**KUTIPAN DOKUMEN**
################

Kurahasiakan dari anak isteri
Cinta kepada anak-isteri tidak dilarang. Apalagi menafkahi mereka telah ditetapkan sebagai ibadah. Akan tetapi, yang dimaksudkan dalam kata kurahasiakan mengandung makna bahwa cinta yang sejati (mahabbah) itu hanya kepada Allah. Merahasiakan cinta Allah dari anak-isteri bukan berarti pergi berzikir lalu mengabaikan pengurusan mereka. Setiap rahasia pasti berawal dari hati. Oleh sebab itu, makna merahasiakan di sini berarti berurusan dengan amalan hati. Jasad dan hati permukaan untuk anak-isteri dan orang tua, sedangkan relung hati yang terdalam; ruang paling istimewa di hati hanyalah untuk Allah. Hanya Sang Raja yang boleh duduk di singgasana hati.
Hati orang mukmin adalah istana Allah. (hadis)
Syaikh Abdul Qadir Al-Jailani mengingatkan bahwa sesungguhnya para kekasih Allah itu ditakdirkan tidak memiliki anak dan isteri. Maksudnya, meskipun kekasih Allah itu beristeri dan beranak banyak, tetapi ia tidak akan disibukkan dengan urusan menafkahi anak-isteri dan menjaga mereka. Karena hati orang itu sibuk dengan Allah, maka ia dibebaskan dari kesibukan selain Allah. Allah-lah yang mencukupi rezeki dan menjadi penjaga anak-isteri sesuai dengan cara-Nya yang misterius. Isteri orang itu Allah jadikan isteri dan ibu yang saleh dan berbakti pada keluarganya. Lalu anak-anaknya tercukupi dan menjadi generasi yang cerdas, saleh, dan membanggakan meski sedikit saja bimbingan dari orang tuanya.
Ketika hatimu hanya untuk Allah, maka Allah menjaga dan menyayangi orang-orang tercintamu. Karena jika kamu tidak melakukan itu, hatimu akan lalai terlebih ketika melihat anak-isterimu menderita atau menyedihkanmu. Kekasih Allah itu lahirnya untuk keluarganya, tetapi batinnya untuk Tuhannya.
Dan bawalah keluargamu semuanya kepadaku. (Q.S. Yusuf: 93)

################

**CATATAN MASUKAN**

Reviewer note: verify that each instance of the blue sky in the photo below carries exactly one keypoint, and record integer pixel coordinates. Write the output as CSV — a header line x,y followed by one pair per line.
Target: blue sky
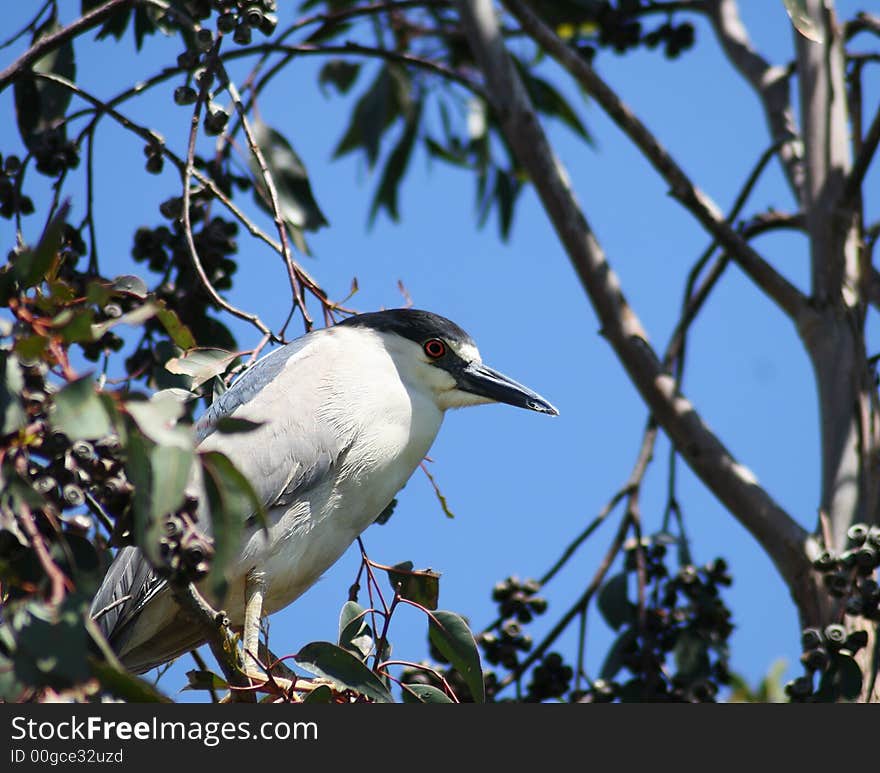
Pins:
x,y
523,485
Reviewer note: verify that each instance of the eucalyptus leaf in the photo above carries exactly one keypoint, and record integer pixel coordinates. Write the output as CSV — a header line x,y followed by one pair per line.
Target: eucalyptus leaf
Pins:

################

**DAFTAR TUGAS**
**A.** Sajikan sebagai tabel Markdown semua baris catatan, mulai dari baris yang memuat "Reviewer note: verify that each instance of the eucalyptus" hingga baris terakhir catatan. Lewati baris kosong, isi kolom Nomor dengan nomor urut, dan isi kolom Baris dengan teks barisnya.
**B.** Teruskan teks tentang merahasiakan cinta kepada Allah dari anak-isteri, dimulai sesudah kalimat terakhirnya.

**JAWABAN TUGAS**
**A.**
| Nomor | Baris |
|---|---|
| 1 | Reviewer note: verify that each instance of the eucalyptus leaf in the photo above carries exactly one keypoint, and record integer pixel coordinates. Write the output as CSV — a header line x,y followed by one pair per line. |
| 2 | Target: eucalyptus leaf |
| 3 | Pins: |

**B.**
Yaitu surga 'Adn yang mereka masuk ke dalamnya bersama-sama dengan orang-orang yang saleh dari bapak-bapaknya, isteri-isterinya dan anak cucunya, sedang malaikat-malaikat masuk ke tempat-tempat mereka dari semua pintu;
Sang “aku” dalam puisi amat menyadari bahwa sesungguhnya mencintai anak-isteri melebihi cinta kepada Allah justru berarti ia tidak mencintai mereka. Karena Allah sudah menetapkan bahwa anak-isteri adalah karunia sekaligus ujian dan bisa menjadi musuh yang menghalangimu untuk sampai kepada-Nya.
Hai orang-orang mukmin, sesungguhnya di antara isteri-isterimu dan anak-anakmu ada yang menjadi musuh bagimu maka berhati-hatilah kamu terhadap mereka dan jika kamu memaafkan dan tidak memarahi serta mengampuni (mereka) maka sesungguhnya Allah Maha Pengampun lagi Maha Penyayang. (Q.S. Taghabun: 14)
Allah sekali-kali tidak menjadikan bagi seseorang dua buah hati dalam ronggany.a (Q.S. Al-Ahzaab: 4)
Katakanlah: "Jika bapak-bapak, anak-anak, saudara-saudara, isteri-isteri, kaum keluargamu, harta kekayaan yang kamu usahakan, perniagaan yang kamu khawatiri kerugiannya, dan tempat tinggal yang kamu sukai, adalah lebih kamu cintai dari Allah dan Rasul-Nya dan dari berjihad di jalan-Nya, maka tunggulah sampai Allah mendatangkan keputusan-Nya." Dan Allah tidak memberi petunjuk kepada orang-orang yang fasik.(Q.S. At-Taubah: 24)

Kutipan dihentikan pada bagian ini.